• WHAT TO DO: Could you restate the data word for word?

• Data excerpts:
+-------+

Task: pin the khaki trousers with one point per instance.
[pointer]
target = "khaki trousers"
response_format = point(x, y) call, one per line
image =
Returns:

+-------+

• RESPONSE FOR THIS EXERCISE:
Task: pin the khaki trousers with one point per instance.
[pointer]
target = "khaki trousers"
response_format = point(x, y) call, one per line
image =
Returns:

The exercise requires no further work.